#### Exercise A
Print the part of the vendor feedback piece starting at "Switching HR software" and ending at "to our customers.".
#### Exercise B
Sum up the vendor feedback piece in two sentences.

That invitation did more than fix a misplaced letter. It opened the door to new ideas, feature requests, and edge cases we'd have never discovered. Each of her replies helped us push Harvust closer to the perfect fit for real farm office workflows.
Silence is expensive - for both sides
Not long after, and from a different customer, we accidentally received an email meant for another ag-tech software vendor. This grower was canceling their account with the other ag-tech company because "the product no longer met their needs." Some growers are quieter than others, and this grower was one of those. Then the realization hit hard:
How many other growers wrestle with silent frustrations that never reach us - until they reach a competitor?
Switching HR software isn't fun. It costs money, hours of data migration, staff retraining, and lost momentum. Honest feedback is cheaper for everyone. So I'm writing about why you should be unrelenting in your feedback, and how to do it in a way that gets you results from your ag labor software vendors.
How to give ag tech vendors effective feedback
- Real‑world priorities, not guesses. Every time you send our support an email with a question or a complaint, that gives our development team more reason to prioritize you and your specific issues over what we "think" might be important to our customers.
- Hidden patterns emerge. You might not know it, but other growers might be mentioning the same pain point. When that happens, it rockets to the top of our queue! If you ever feel like giving feedback isn't worth the typing, know it could be just what's needed to push a new feature or improvement over the line.
- Front‑line insight. If you're reading this as a manager and aren't using the software in your day-to-day, ask your staff to send you usability quirks or ideas. Create an environment so they don't feel like it makes them look bad at their job if they complain about an underperforming piece of software. I often find that their voices point us towards a better solution and give us urgency. At Harvust, we ensure everyone on your team has the support email and phone number, and our product team reviews every support message.
- Be specific. Send screenshots, videos, or whatever else that shows what you'd like to be different. The added context cuts down on the back‑and‑forth and speeds up fixes. Always share your end goal with the vendor so they can see the whole picture.
- Tell us how you feel. We're humans, and I empathize deeply when I see a customer struggle. Words like "disappointed," "angry," "confused"  are a sure fire way to get my attention and your requests prioritized. ‍
- Don't worry about being rude. It's not your job to take care of the emotions of your software vendor! Don't soften your feedback! You're not going to damage your relationship with us, and we're not going to give you worse service (and other vendors shouldn't either, stop labeling customers as "problem children"!!).
Hold your farm labor software partners to these expectations
- A promise to listen, not to build everything. No vendor can ship every idea, but the good ones will hear every idea. If they are dismissive, you'll end up resentful as long as you're working with them. But the opposite is also bad; if a tech company is telling you yes on every idea, you are asking to be disappointed.
- Clear communication on priorities. You deserve to know where a request sits in the queue. Timelines are challenging for software companies to give you, but at least ask something like "Where would this feature sit in your backlog?" or "How do you prioritize requests?" to get an idea.
- No surprise invoices for core improvements. Fixing typos or streamlining a workflow many growers share shouldn't cost extra. Be wary of words like "professional services" or "scope expansion"; those signal that you will end up with a bill.
The end goal: Better tools and stronger partnerships
When growers speak up and vendors lean in, everyone wins:
- Faster feature delivery that matches on‑farm and in-office reality.
- Reduced costly software swaps.
- A sense of shared ownership that accelerates future requests and improvements.
Think of Harvust (or any farm labor management platform you use) as a partner in optimizing your ag labor—not just a line item on the budget. The next time you spot a typo, stumble over a workflow, or dream up a feature, hit Send. You'll be surprised how quickly honest feedback becomes tangible improvements for your operations. You have more influence than you think, we want your business!

#### Supplied material

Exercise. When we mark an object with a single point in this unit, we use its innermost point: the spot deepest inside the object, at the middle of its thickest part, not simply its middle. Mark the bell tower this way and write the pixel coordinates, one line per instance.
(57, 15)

#### Expected output A
Switching HR software isn't fun. It costs money, hours of data migration, staff retraining, and lost momentum. Honest feedback is cheaper for everyone. So I'm writing about why you should be unrelenting in your feedback, and how to do it in a way that gets you results from your ag labor software vendors.
How to give ag tech vendors effective feedback
- Real‑world priorities, not guesses. Every time you send our support an email with a question or a complaint, that gives our development team more reason to prioritize you and your specific issues over what we "think" might be important to our customers.

#### Expected output B
Growers should give their ag labor software vendors honest, unsoftened feedback, because silent frustrations push them toward costly switches to competitors, while feedback is cheaper for everyone. Specific feedback that includes screenshots, feelings, and the end goal helps vendors prioritize fixes, and growers should expect vendors to listen, be clear about priorities, and not charge extra for core improvements.